Hello, my truly truly truly truly outrageous friend(s)! So happy you are here.
Day 23 of 30. How’s your creativity and attention feeling? How about that inner critic? Lightening up at all? Just one more week to go…. I can’t believe it. So proud of you. Proud of US.
Quick note about that DrawTogether Code of Conduct I shared yesterday: “Be curious. Be creative. Be kind. If you can’t be these things, take a break and come back when you’re ready." That was for the space and each other, yes. But it’s also for OURSELVES. If you ever feel frustrated or impatient with your drawing or yourself, you don’t need to keep banging your head against a wall or otherwise berate yourself. Take a break. Get a snack. Do a little dance. Come back in 2 minutes, 10 minutes, or 10 days - whenever you’re ready to return. Drawing ain’t going anywhere and neither am I. 😘
Alright, let’s tune back into the SENSES.
The Black Book of Colors
I wonder if you’ve seen the book The Black Book of Colors, written by Menena Cottin, with art By Rosina Faria.
The Black Book of Colors is a children’s book unlike any other I’ve seen. Using simple langue and textured art, this book - printed entirely in black - shows us page by page how a person who isn’t sighted SEES without vision. Using tactile art (embossing and texture) we explore a printed landscape through touch, taste, smell, and sound. After just a few pages, a vivid world comes alive - no visual pictures necessary. It’s a revelation.

[Given information]
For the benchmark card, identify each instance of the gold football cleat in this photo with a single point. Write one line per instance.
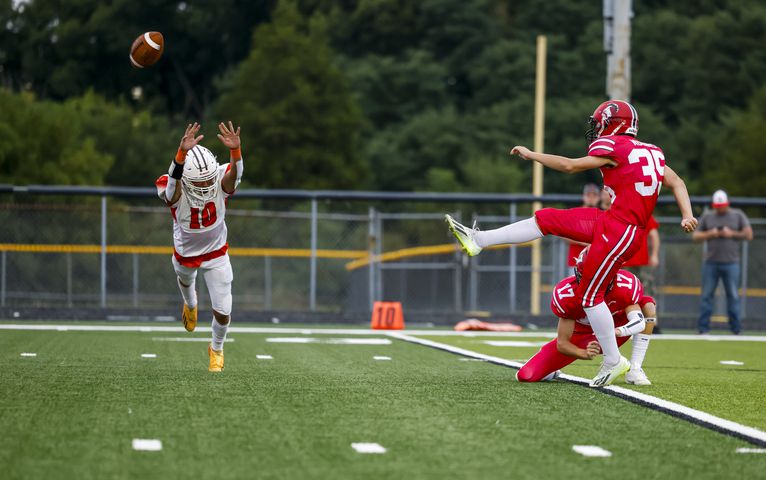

[Stated task 1] In the DrawTogether note, who made the art for The Black Book of Colors?
[Stated task 2] Pick up the DrawTogether note right after its last sentence, keeping the same warm voice.

[Task answer 1] Rosina Faria

[Task answer 2]
This book pushes the boundaries of what a book can do. More importantly, it pushes readers to imagine what we can do - sighted or not - when we pay close attention to the world around us.
As drawers, we rely so much on sight as our vehicle to experience the world. But it’s not the only way.
Many ways to See
People who are visually impaired rely on other senses to interpret their surroundings. A 2019 study found that people born blind or who lose their sight early in life develop more sophisticated hearing than sighted people. Non-sighted people literally hear more than people who are sighted. It’s interesting to think about what our landscapes would sound like if we couldn’t see - and how we might represent that visually. After all, you don’t have to be sighted to draw.
Well, today we are going do a little attention experiment.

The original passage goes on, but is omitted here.